**SUPPLIED TEXT**

Member of the Legislative Assembly of Quebec for Bellechasse
- In office 1890–1909
- Preceded by: Faucher de Saint-Maurice
- Succeeded by: Antonin Galipeault

Personal details
- Born: December 18, 1863 Saint-Étienne-de-Beaumont (Beaumont), Canada East (now Quebec)
- Died: November 14, 1930 (aged 66) Saint-Étienne-de-Beaumont, Quebec, Canada
- Party: Quebec Liberal Party

= Adélard Turgeon =

Canadian lawyer and politician

Adélard Turgeon, (December 18, 1863 - November 14, 1930) was a Canadian lawyer and politician.

Born in Saint-Étienne-de-Beaumont (Beaumont), Canada East, Turgeon attended the Collège de Lévis before receiving a Bachelor of Laws degree from Université Laval at Quebec. He was called to the Quebec Bar in 1887 and started a law career. He was created a King's Counsel in 1903.

He was elected to the Legislative Assembly of Quebec in the 1890 election for Bellechasse. A Liberal, he was re-elected in 1892 and 1897. In 1897, he was appointed commissioner of colonization and mines in the cabinet of Félix-Gabriel Marchand and continued the position in the cabinet of Simon-Napoléon Parent. He was acclaimed in 1900 and 1904. In 1902, he was appointed minister of agriculture. In 1905, he was appointed minister of lands, mines, and fisheries and then minister of lands and forests. In 1909, he was appointed to the Legislative Council of Quebec representing the division of La Vallière and served as Speaker. He served until his death in 1930.

**RECORDS**
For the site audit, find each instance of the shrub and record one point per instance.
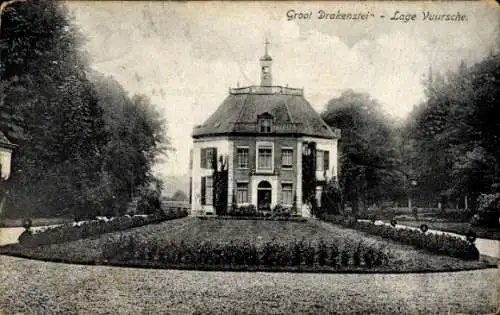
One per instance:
(435, 243)
(271, 254)
(488, 211)
(68, 232)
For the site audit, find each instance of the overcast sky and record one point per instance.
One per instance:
(185, 55)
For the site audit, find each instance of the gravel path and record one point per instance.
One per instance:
(35, 287)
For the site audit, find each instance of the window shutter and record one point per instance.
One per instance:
(203, 190)
(214, 157)
(203, 159)
(190, 190)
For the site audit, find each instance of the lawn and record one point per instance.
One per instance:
(35, 287)
(403, 258)
(456, 227)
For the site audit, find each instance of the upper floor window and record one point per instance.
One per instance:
(322, 160)
(265, 156)
(287, 193)
(286, 157)
(208, 157)
(265, 122)
(207, 190)
(266, 125)
(242, 157)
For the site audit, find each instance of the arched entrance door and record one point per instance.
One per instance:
(264, 190)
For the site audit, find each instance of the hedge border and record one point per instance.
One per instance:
(240, 268)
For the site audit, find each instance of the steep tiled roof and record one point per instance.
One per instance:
(292, 114)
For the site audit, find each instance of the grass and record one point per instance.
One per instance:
(456, 227)
(34, 287)
(404, 258)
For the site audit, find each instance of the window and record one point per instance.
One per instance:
(287, 194)
(208, 156)
(322, 160)
(242, 192)
(287, 157)
(207, 190)
(266, 124)
(242, 157)
(265, 161)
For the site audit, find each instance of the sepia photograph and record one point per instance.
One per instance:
(249, 157)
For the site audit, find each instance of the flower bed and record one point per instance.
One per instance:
(262, 218)
(298, 253)
(435, 243)
(69, 232)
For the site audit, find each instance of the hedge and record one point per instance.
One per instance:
(296, 253)
(440, 244)
(70, 232)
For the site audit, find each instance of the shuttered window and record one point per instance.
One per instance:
(207, 190)
(242, 157)
(242, 192)
(287, 194)
(322, 160)
(326, 159)
(208, 157)
(287, 157)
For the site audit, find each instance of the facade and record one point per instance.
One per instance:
(257, 138)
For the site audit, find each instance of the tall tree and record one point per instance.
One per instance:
(455, 134)
(370, 167)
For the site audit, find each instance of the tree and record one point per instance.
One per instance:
(83, 149)
(454, 135)
(137, 137)
(369, 161)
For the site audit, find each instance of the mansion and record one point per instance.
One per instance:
(257, 138)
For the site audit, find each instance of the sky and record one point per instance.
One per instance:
(186, 55)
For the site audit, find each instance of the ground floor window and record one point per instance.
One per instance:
(287, 193)
(242, 192)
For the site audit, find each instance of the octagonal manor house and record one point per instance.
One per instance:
(257, 139)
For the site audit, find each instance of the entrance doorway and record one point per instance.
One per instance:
(264, 199)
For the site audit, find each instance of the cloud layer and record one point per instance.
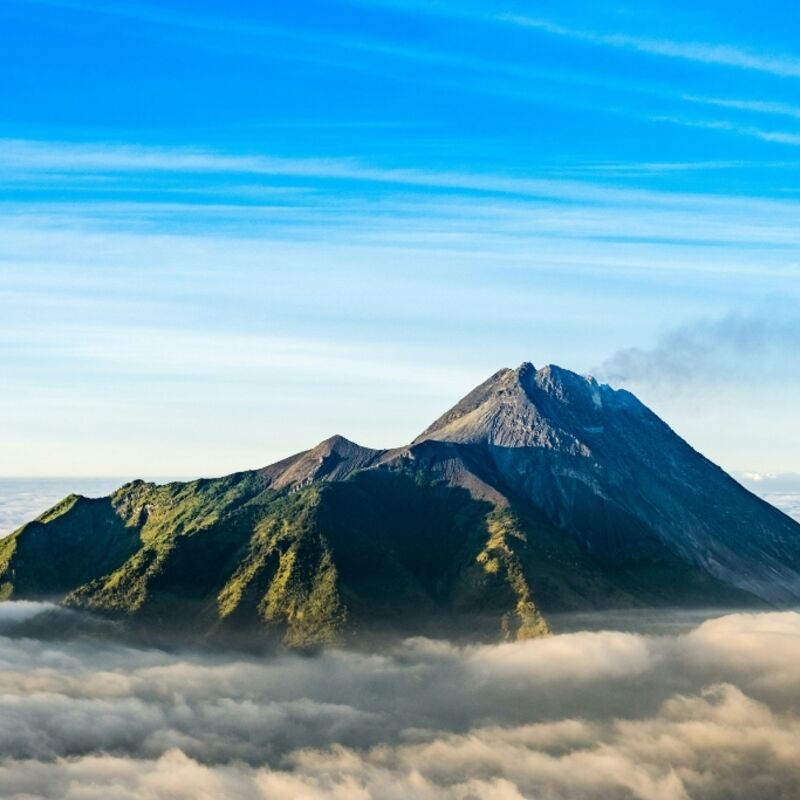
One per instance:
(706, 711)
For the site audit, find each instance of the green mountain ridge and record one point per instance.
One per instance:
(480, 532)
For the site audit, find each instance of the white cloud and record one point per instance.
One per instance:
(702, 52)
(707, 714)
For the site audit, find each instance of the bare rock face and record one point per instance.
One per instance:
(605, 468)
(540, 491)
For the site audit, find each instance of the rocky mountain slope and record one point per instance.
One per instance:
(541, 491)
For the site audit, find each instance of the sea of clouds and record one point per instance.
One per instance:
(694, 708)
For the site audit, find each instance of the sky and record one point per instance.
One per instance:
(231, 230)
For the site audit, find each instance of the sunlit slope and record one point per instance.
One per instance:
(539, 492)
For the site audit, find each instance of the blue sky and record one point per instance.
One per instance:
(229, 230)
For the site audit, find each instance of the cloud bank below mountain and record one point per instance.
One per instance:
(697, 710)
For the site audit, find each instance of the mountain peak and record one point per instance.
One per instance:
(523, 407)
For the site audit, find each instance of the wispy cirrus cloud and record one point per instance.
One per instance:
(717, 54)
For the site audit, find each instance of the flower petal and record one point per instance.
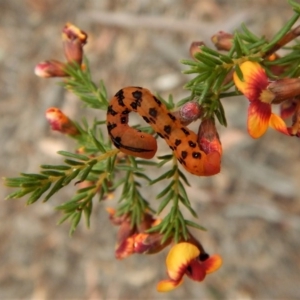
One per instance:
(255, 80)
(168, 285)
(278, 124)
(259, 114)
(213, 263)
(179, 258)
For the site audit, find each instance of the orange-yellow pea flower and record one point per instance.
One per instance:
(187, 259)
(254, 87)
(60, 122)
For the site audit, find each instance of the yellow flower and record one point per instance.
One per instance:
(187, 259)
(255, 88)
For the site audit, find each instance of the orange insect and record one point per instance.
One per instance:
(182, 141)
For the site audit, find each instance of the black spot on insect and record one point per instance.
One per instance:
(110, 111)
(196, 155)
(111, 126)
(172, 117)
(133, 105)
(167, 129)
(157, 101)
(117, 139)
(192, 144)
(153, 112)
(159, 134)
(177, 142)
(146, 119)
(120, 96)
(126, 111)
(137, 95)
(185, 131)
(184, 154)
(123, 120)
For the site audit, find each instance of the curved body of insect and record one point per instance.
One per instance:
(182, 141)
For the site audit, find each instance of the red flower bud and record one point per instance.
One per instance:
(195, 48)
(50, 68)
(222, 40)
(60, 122)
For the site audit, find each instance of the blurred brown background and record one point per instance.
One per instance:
(251, 209)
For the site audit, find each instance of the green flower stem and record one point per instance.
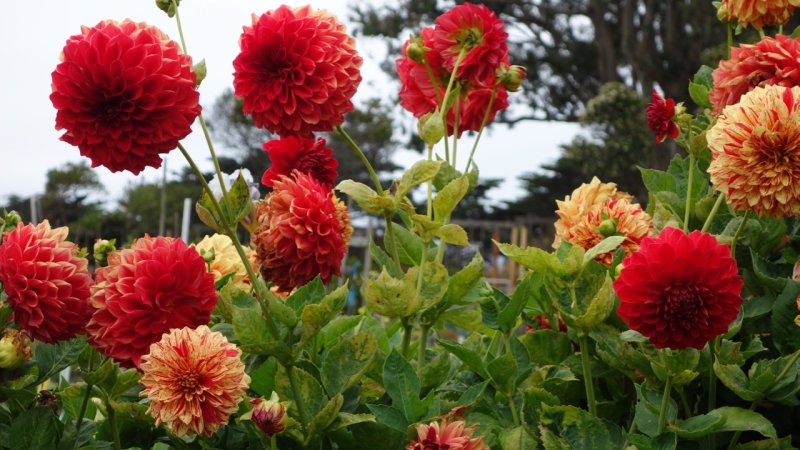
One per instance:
(777, 380)
(583, 343)
(202, 121)
(259, 291)
(301, 408)
(112, 424)
(713, 214)
(407, 330)
(687, 212)
(483, 125)
(423, 345)
(662, 413)
(362, 157)
(739, 233)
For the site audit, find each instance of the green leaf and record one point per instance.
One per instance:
(516, 439)
(384, 261)
(53, 358)
(309, 293)
(785, 332)
(579, 429)
(365, 197)
(316, 316)
(469, 357)
(325, 417)
(409, 245)
(402, 385)
(347, 361)
(608, 244)
(35, 429)
(391, 417)
(200, 71)
(419, 173)
(547, 347)
(447, 199)
(464, 281)
(740, 419)
(453, 234)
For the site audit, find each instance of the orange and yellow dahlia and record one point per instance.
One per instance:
(194, 379)
(755, 148)
(758, 13)
(590, 205)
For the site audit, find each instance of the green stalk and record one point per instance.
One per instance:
(301, 408)
(202, 121)
(362, 157)
(687, 211)
(662, 413)
(483, 125)
(112, 424)
(713, 214)
(588, 383)
(753, 405)
(739, 233)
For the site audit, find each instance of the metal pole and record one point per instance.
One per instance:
(187, 208)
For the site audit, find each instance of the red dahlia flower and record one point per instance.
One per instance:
(477, 31)
(145, 291)
(194, 380)
(302, 154)
(297, 71)
(420, 96)
(679, 290)
(771, 61)
(47, 283)
(303, 232)
(125, 93)
(660, 117)
(446, 436)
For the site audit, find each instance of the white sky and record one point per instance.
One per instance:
(33, 34)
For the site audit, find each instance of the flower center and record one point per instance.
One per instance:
(684, 302)
(470, 37)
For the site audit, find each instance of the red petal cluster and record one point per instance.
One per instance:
(47, 283)
(660, 117)
(297, 71)
(303, 232)
(125, 93)
(302, 154)
(420, 96)
(156, 285)
(679, 290)
(477, 31)
(771, 61)
(446, 436)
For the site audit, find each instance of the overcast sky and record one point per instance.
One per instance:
(33, 34)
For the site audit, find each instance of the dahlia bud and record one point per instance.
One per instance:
(431, 127)
(415, 51)
(10, 221)
(268, 415)
(15, 349)
(608, 227)
(101, 249)
(512, 77)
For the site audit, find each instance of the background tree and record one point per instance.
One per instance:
(573, 47)
(616, 143)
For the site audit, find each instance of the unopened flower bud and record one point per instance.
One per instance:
(268, 415)
(431, 127)
(512, 77)
(415, 52)
(608, 227)
(9, 221)
(15, 349)
(101, 249)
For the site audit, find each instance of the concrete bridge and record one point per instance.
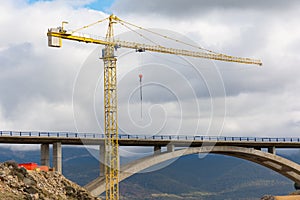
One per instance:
(248, 148)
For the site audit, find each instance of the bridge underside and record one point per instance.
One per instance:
(279, 164)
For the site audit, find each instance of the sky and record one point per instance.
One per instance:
(46, 89)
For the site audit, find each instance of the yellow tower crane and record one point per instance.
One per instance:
(55, 36)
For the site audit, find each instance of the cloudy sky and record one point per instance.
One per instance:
(46, 89)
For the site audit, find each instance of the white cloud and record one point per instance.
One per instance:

**PROBLEMS AND TASKS**
a – List every year in which the Adélard Turgeon biography says he was elected, re-elected, or acclaimed to the Legislative Assembly of Quebec.
b – According to the Adélard Turgeon biography, what degree did he receive, and from which institution?

**SOLVED TASKS**
a – 1890, 1892, 1897, 1900, 1904

b – A Bachelor of Laws degree from Université Laval at Quebec.